──────── Available data

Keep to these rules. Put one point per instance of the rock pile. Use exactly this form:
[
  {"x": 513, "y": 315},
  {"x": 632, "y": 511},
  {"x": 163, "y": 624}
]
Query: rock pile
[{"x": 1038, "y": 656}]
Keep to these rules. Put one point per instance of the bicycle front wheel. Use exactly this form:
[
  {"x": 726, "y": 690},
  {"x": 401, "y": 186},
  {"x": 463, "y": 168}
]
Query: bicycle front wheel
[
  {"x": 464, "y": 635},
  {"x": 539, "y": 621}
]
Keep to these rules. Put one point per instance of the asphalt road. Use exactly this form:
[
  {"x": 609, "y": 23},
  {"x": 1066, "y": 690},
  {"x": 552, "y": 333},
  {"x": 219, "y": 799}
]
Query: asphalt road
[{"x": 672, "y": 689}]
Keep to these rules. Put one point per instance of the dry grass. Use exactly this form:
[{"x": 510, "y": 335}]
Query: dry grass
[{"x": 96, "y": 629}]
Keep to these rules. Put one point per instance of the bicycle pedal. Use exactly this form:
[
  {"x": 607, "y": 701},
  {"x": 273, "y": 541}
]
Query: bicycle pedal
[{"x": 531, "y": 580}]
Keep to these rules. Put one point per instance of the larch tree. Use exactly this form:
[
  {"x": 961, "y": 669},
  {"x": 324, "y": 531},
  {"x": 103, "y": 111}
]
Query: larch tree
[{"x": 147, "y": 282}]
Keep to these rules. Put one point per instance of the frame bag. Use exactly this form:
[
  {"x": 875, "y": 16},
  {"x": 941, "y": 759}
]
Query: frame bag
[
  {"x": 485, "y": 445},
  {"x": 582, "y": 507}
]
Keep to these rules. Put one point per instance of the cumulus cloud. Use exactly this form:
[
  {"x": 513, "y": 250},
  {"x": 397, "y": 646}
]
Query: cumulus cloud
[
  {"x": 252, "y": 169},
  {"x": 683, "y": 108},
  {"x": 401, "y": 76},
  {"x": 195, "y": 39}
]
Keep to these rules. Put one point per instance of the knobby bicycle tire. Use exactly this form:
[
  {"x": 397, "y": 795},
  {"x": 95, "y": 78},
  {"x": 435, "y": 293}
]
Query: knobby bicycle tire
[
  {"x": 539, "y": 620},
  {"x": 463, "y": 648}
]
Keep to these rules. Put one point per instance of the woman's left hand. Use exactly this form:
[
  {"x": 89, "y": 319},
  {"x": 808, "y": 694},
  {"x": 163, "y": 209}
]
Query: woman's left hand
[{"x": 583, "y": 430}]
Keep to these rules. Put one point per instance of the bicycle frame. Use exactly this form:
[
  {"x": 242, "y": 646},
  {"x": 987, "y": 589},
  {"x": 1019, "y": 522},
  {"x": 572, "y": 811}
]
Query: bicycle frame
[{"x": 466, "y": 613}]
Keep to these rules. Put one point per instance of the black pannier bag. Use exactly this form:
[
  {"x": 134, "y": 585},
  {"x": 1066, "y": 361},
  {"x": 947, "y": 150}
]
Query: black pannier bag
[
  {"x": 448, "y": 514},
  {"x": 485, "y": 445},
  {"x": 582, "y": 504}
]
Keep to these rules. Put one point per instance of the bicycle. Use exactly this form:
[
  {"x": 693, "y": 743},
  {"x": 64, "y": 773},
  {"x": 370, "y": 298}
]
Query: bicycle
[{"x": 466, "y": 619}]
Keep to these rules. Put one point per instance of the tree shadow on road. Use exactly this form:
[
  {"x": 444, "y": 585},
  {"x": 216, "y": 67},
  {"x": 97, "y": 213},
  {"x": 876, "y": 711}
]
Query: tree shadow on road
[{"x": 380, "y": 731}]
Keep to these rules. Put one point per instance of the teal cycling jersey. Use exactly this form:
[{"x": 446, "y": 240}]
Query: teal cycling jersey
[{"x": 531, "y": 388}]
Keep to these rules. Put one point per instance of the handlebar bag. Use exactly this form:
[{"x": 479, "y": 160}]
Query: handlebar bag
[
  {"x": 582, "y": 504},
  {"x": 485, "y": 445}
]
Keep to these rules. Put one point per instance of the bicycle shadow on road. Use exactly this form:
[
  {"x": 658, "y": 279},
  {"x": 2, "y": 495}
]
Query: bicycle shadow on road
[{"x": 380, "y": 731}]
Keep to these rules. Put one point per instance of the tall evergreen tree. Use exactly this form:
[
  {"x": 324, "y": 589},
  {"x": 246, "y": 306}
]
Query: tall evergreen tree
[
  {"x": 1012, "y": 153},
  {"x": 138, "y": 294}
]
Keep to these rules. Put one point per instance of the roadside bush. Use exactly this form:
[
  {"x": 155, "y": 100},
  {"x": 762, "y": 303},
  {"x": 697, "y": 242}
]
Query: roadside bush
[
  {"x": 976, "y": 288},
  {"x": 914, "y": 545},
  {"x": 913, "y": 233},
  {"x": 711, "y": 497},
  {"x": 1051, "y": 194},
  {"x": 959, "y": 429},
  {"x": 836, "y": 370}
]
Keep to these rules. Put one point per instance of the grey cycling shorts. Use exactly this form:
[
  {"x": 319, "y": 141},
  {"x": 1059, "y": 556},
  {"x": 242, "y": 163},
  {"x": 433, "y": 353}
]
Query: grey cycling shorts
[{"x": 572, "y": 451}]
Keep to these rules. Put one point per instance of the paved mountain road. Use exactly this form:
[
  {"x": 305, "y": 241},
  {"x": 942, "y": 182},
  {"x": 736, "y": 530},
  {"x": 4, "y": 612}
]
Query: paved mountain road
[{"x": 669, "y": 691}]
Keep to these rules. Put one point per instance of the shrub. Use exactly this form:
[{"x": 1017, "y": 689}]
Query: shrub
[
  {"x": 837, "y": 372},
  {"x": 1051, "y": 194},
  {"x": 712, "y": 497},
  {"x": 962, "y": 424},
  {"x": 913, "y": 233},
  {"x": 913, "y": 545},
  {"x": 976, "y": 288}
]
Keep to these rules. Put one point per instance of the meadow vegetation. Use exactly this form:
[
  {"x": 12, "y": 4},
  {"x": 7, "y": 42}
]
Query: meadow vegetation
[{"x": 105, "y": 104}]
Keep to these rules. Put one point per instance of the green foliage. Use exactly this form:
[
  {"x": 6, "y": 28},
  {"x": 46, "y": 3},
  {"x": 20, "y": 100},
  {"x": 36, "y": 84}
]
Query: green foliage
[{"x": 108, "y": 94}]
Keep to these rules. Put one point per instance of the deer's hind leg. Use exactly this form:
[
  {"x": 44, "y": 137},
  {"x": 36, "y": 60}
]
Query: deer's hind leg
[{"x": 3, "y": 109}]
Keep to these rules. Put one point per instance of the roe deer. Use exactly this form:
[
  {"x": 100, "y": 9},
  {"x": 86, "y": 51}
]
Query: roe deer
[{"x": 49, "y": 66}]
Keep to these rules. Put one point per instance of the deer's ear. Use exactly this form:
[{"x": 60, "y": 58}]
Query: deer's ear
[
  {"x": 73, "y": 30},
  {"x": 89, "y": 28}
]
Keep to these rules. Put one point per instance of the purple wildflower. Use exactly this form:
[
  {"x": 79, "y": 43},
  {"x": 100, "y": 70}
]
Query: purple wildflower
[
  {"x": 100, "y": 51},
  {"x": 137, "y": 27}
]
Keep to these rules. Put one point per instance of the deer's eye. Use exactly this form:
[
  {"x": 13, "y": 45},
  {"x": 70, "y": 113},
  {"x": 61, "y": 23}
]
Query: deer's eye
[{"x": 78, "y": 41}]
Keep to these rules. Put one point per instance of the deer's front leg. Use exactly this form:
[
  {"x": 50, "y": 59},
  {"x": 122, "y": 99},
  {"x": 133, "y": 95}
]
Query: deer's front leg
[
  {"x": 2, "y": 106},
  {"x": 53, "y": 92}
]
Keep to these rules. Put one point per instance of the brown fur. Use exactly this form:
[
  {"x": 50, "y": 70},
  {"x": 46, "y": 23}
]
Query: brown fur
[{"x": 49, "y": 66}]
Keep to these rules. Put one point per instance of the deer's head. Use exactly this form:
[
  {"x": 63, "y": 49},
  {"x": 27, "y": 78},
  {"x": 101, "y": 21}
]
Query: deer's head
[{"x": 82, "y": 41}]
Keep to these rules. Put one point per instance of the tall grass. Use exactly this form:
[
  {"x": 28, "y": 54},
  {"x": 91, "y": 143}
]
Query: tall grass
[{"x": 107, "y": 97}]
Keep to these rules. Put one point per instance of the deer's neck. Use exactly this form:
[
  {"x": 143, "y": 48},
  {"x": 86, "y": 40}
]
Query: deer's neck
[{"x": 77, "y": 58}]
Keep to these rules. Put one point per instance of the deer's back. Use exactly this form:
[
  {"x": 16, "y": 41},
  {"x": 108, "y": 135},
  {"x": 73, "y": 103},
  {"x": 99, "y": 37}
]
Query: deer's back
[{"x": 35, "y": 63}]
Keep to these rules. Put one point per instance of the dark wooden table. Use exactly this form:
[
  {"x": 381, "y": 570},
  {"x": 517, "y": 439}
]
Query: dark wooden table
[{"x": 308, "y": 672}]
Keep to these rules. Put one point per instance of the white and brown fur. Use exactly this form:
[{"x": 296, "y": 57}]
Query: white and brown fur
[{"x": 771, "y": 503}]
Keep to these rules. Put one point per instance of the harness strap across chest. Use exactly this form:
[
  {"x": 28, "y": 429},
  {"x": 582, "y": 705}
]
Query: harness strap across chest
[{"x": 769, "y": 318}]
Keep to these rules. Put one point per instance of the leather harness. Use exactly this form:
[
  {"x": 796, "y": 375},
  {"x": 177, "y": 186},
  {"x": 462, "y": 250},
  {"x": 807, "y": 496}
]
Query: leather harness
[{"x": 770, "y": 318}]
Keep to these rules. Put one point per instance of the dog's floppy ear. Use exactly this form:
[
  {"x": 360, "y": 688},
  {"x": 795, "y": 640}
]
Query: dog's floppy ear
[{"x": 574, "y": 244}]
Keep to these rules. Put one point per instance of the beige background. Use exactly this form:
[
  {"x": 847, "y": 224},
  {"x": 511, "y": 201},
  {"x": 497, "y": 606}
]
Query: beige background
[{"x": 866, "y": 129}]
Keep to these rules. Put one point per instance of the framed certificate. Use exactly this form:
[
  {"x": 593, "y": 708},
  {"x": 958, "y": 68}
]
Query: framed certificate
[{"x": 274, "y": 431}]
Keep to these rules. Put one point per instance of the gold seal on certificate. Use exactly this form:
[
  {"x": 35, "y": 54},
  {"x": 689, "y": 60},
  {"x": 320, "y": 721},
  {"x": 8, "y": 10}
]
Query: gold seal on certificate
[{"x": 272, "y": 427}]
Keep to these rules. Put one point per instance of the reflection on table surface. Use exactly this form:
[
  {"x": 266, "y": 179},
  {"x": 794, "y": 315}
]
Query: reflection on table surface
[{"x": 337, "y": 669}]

────────────────

All lines from the start of the entries through the line where "the bicycle front" sits should be duplicated exactly, with nothing else in the output.

Keep to these rules. Put one point per instance of the rock pile. Use exactly this form:
[
  {"x": 513, "y": 315},
  {"x": 632, "y": 511},
  {"x": 163, "y": 624}
]
Query: rock pile
[{"x": 1038, "y": 656}]
Keep to these rules. Put one point per instance of the bicycle front wheel. Use exactly this form:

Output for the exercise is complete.